06.11.2024
Quand la Turquie sème en Afrique
Presse
6 novembre 2020
La Turquie avait autrefois théorisé le concept du zéro problème avec les voisins. Elle se trouve en conflit avec tous ou presque. Ankara s’est ingérée dans les guerres en Syrie, en Libye et depuis peu en Azerbaïdjan. Son ancrage à Chypre-Nord, depuis 1974, reste un point de tension majeure avec l’Union européenne, dont la Turquie s’éloigne ostensiblement. Au Moyen-Orient, Erdogan bute sur l’hostilité de la plupart des Etats. Mais une alliance se dessine avec le Qatar, pays qui partage avec la Turquie une hostilité à l’égard de l’Arabie saoudite et d’autres monarchies de la région. En dépit de ce climat contrarié, Ankara soigne ses relations d’affaires formelles ou informelles avec l’Irak. Tant avec Doha qu’avec Bagdad, les produits agricoles et les enjeux de sécurité alimentaire figurent en haut des agendas de coopération.
Il faut dire que la Turquie est aussi une grande puissance agricole et agroalimentaire. Elle dispose de ressources foncières et hydriques conséquentes : 38 millions d’hectares de terres agricoles, de grands fleuves sur son territoire (Tigre, Euphrate, Kizilirmak, Araxe, Sakarya, etc.) et un climat varié aux précipitations généreuses. Cet écosystème offre une large palette de terroirs à l’agriculture turque, qui s’est modernisée et structurée, en construisant des filières de qualité et un tissu agro-industriel robuste. Très soutenu par les autorités, l’ensemble du secteur représente 9 % du PIB national et emploie environ 23 % de la population active.
□ □ □ □ □
Exercice court 1 ::
Relevez tous les fleuves nommés dans l'article sur la Turquie.
Exercice court 2 ::
Prolongez l'article sur la Turquie à la suite de sa dernière phrase.
Ce listing ne sert pas ici.

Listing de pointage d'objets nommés
□ □ □ □ □
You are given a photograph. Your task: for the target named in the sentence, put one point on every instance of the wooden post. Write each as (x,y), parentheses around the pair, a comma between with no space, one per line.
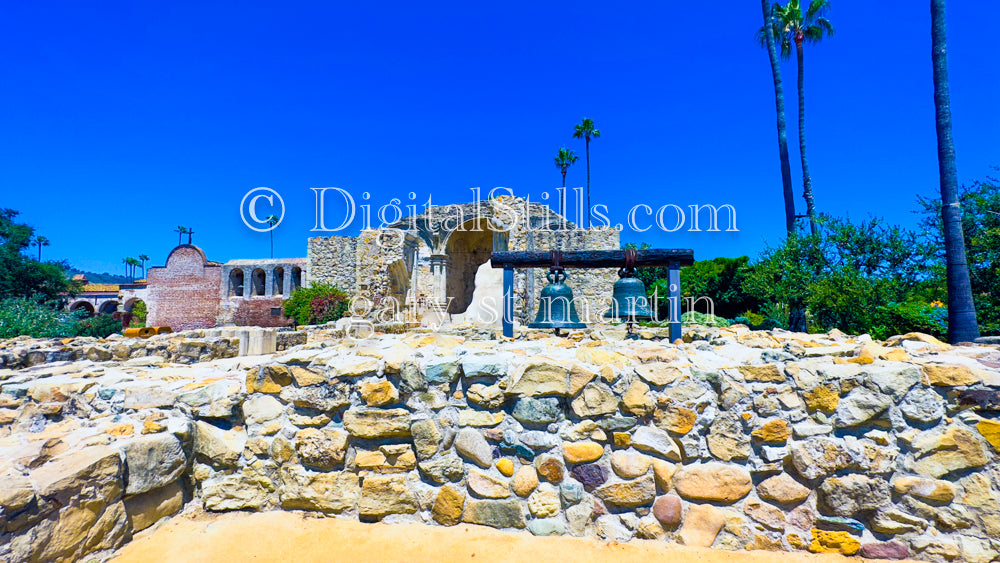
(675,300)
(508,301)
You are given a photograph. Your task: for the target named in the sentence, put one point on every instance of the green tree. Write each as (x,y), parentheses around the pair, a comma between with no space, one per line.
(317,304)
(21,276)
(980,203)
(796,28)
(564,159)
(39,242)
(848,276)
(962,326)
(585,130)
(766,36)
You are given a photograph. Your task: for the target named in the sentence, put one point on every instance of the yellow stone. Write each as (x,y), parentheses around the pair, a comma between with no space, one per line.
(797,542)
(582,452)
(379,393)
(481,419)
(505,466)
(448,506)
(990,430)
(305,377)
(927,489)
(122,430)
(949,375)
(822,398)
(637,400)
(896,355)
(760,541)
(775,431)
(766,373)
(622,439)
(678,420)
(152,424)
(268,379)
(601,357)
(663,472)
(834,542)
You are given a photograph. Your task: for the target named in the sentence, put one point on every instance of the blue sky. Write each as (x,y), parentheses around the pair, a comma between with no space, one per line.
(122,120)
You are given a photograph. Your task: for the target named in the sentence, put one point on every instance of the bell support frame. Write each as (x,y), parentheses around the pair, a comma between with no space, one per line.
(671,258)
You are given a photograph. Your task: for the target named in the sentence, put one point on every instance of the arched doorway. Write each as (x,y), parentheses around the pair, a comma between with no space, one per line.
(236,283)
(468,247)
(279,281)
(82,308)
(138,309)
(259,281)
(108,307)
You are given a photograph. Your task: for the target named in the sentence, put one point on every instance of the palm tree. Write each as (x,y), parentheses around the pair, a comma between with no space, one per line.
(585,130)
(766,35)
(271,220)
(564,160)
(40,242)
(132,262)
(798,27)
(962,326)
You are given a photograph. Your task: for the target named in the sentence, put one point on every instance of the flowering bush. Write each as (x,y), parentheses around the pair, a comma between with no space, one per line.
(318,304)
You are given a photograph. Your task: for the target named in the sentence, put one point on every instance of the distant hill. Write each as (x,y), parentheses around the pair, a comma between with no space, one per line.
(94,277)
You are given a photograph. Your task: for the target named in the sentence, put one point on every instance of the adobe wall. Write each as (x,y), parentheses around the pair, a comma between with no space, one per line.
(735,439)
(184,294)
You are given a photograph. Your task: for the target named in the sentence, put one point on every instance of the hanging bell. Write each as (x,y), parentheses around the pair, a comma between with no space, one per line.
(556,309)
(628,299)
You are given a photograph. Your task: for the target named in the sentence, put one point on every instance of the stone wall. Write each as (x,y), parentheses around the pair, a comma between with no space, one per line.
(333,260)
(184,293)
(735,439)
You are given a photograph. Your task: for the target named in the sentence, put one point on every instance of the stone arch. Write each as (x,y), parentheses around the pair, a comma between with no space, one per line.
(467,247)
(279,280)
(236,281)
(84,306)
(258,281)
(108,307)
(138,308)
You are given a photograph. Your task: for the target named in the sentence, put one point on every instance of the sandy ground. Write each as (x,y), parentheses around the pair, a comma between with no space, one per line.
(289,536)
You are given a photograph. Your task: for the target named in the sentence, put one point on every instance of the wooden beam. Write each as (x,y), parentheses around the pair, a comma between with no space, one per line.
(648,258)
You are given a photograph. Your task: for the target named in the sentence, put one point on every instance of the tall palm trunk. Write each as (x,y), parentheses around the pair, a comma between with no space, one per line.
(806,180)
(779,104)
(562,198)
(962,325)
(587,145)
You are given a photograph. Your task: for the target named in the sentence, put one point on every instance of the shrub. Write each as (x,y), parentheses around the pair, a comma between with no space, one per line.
□ □ □ □ □
Résultat 1 ::
Tigre, Euphrate, Kizilirmak, Araxe, Sakarya

Résultat 2 ::
Farine et pâtes. La Turquie produit beaucoup et peut se targuer d’avoir une balance agro-commerciale excédentaire. Là où le pays plaçait environ 9 millions de tonnes (Mt) de nourriture sur les marchés mondiaux il y a dix ans, le volume atteint désormais 15 Mt, pour environ 17 milliards de dollars en valeur. C’est trois fois plus qu’au milieu des années 2000. Dans le panier des aliments turcs propices à l’export, nous trouvons surtout de la farine (le pays en est le premier exportateur mondial !) et des pâtes (troisième exportateur mondial !), mais aussi des produits de biscuiterie, des noisettes, de la viande de volaille, des fruits (notamment des raisins et des abricots secs), des produits de la mer (n’oublions pas d’ailleurs ici le concept de « Patrie bleue » mis en avant par la Turquie). Ce sont ces aliments que la Turquie engage sur la voie de son rapprochement avec le continent africain, là où l’empire ottoman s’étendait autrefois de l’Erythrée à l’Algérie.
Peu commentée, la stratégie turque vers l’Afrique mérite pourtant l’attention. Le président Erdogan s’y déplace fréquemment. Les investissements se multiplient et les entreprises turques participent à certains grands chantiers d’infrastructure comme les barrages hydrauliques. Un forum d’affaires Turquie-Afrique a été initié en 2016 à Istanbul, ville où s’est organisée la seconde édition en 2018. En raison des circonstances sanitaires, ce forum bisannuel s’est tenu en ligne les 8 et 9 octobre 2020, mais le pouvoir turc espère rassembler les décideurs, entrepreneurs et coopérants de son pays avec leurs homologues africains en avril 2021.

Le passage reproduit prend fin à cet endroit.